> Stored data entries:
* * *

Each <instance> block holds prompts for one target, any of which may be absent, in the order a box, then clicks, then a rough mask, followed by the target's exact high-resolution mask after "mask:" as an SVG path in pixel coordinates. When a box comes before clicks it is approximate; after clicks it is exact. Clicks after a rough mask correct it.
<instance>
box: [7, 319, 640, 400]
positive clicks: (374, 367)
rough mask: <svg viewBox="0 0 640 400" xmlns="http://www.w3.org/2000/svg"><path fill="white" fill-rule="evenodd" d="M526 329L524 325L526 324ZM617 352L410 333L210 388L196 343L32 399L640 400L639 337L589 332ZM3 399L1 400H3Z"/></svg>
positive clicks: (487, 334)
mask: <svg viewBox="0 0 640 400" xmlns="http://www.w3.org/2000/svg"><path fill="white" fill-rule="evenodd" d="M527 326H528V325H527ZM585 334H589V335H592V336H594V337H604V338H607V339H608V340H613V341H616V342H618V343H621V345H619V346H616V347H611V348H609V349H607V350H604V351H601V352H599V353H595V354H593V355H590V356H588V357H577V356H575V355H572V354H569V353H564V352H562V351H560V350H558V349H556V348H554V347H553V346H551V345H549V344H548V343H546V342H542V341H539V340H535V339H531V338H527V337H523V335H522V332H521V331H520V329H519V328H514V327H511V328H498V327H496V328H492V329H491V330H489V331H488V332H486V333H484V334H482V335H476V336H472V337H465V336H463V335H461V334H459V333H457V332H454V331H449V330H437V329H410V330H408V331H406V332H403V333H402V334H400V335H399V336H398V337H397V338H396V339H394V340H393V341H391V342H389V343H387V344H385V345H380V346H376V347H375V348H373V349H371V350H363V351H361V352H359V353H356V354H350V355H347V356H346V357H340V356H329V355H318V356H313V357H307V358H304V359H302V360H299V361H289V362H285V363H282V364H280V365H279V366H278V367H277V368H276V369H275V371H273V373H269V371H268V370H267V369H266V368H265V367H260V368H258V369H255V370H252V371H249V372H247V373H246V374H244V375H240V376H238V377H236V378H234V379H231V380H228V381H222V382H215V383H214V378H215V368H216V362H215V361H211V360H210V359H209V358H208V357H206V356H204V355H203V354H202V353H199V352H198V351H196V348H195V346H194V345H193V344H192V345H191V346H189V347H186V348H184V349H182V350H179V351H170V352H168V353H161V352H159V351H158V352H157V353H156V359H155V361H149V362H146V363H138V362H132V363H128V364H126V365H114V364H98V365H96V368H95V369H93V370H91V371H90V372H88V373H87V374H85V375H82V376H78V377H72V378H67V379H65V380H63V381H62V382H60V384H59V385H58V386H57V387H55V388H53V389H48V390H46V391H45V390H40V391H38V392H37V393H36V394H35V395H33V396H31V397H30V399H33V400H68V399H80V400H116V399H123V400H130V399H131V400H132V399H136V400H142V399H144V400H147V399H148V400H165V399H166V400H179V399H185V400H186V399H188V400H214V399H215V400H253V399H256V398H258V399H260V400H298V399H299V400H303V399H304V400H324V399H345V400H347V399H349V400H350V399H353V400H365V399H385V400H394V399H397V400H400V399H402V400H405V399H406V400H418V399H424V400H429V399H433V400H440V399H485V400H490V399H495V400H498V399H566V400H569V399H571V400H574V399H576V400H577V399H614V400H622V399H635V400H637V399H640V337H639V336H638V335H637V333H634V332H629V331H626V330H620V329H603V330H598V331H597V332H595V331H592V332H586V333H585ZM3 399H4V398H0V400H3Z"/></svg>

* * *

> Exercise goal: The entries are to be duplicated exactly, with nothing changed.

> Result:
Each <instance> block holds prompts for one target, any of which may be absent, in the order a box, then clicks, then a rough mask, followed by the target's exact high-resolution mask after "mask:" as an SVG path in pixel coordinates. When a box comes before clicks it is approximate; after clicks it is exact. Clicks after a rough mask correct it.
<instance>
box: [7, 319, 640, 400]
positive clicks: (374, 367)
rough mask: <svg viewBox="0 0 640 400" xmlns="http://www.w3.org/2000/svg"><path fill="white" fill-rule="evenodd" d="M526 329L524 325L526 324ZM617 352L410 333L210 388L196 343L32 399L640 400L639 337L589 332ZM3 399L1 400H3Z"/></svg>
positive clicks: (487, 334)
mask: <svg viewBox="0 0 640 400" xmlns="http://www.w3.org/2000/svg"><path fill="white" fill-rule="evenodd" d="M527 326H528V325H527ZM585 334H589V335H592V336H594V337H604V338H607V339H608V340H613V341H616V342H618V343H621V345H619V346H616V347H611V348H609V349H607V350H604V351H601V352H599V353H595V354H593V355H590V356H588V357H577V356H575V355H572V354H569V353H564V352H562V351H560V350H558V349H556V348H554V347H553V346H551V345H549V344H548V343H546V342H542V341H539V340H535V339H531V338H527V337H523V335H522V332H521V331H520V329H519V328H514V327H511V328H498V327H496V328H492V329H491V330H489V331H488V332H486V333H484V334H482V335H476V336H472V337H465V336H463V335H461V334H459V333H457V332H454V331H449V330H437V329H410V330H408V331H406V332H403V333H402V334H400V335H399V336H398V337H397V338H396V339H394V340H393V341H391V342H389V343H387V344H385V345H380V346H376V347H375V348H373V349H371V350H363V351H361V352H359V353H356V354H350V355H347V356H346V357H340V356H329V355H318V356H313V357H307V358H304V359H302V360H299V361H289V362H285V363H282V364H280V365H279V366H278V367H277V368H276V369H275V371H273V373H269V371H268V370H267V369H266V368H265V367H260V368H258V369H255V370H252V371H249V372H247V373H246V374H244V375H240V376H238V377H236V378H234V379H231V380H228V381H222V382H215V383H214V378H215V368H216V362H215V361H211V360H210V359H209V358H208V357H206V356H204V355H203V354H202V353H199V352H198V351H196V348H195V346H194V345H193V344H192V345H191V346H189V347H186V348H184V349H182V350H179V351H170V352H168V353H161V352H159V351H158V352H157V353H156V359H155V361H149V362H146V363H138V362H132V363H128V364H126V365H114V364H98V365H96V368H95V369H93V370H91V371H90V372H88V373H87V374H85V375H82V376H78V377H72V378H67V379H65V380H63V381H62V382H60V384H59V385H58V386H57V387H55V388H53V389H48V390H46V391H45V390H40V391H38V392H37V393H36V394H35V395H33V396H31V397H30V399H33V400H68V399H80V400H116V399H123V400H130V399H131V400H132V399H136V400H142V399H144V400H147V399H148V400H165V399H166V400H179V399H185V400H186V399H188V400H214V399H215V400H253V399H256V398H258V399H260V400H298V399H299V400H303V399H304V400H324V399H345V400H347V399H349V400H350V399H353V400H365V399H385V400H394V399H397V400H400V399H402V400H405V399H406V400H418V399H424V400H429V399H433V400H440V399H485V400H490V399H495V400H498V399H566V400H569V399H571V400H574V399H576V400H577V399H614V400H622V399H635V400H637V399H640V337H639V336H638V335H637V333H634V332H629V331H626V330H620V329H603V330H598V331H597V332H595V331H592V332H586V333H585ZM3 399H4V398H0V400H3Z"/></svg>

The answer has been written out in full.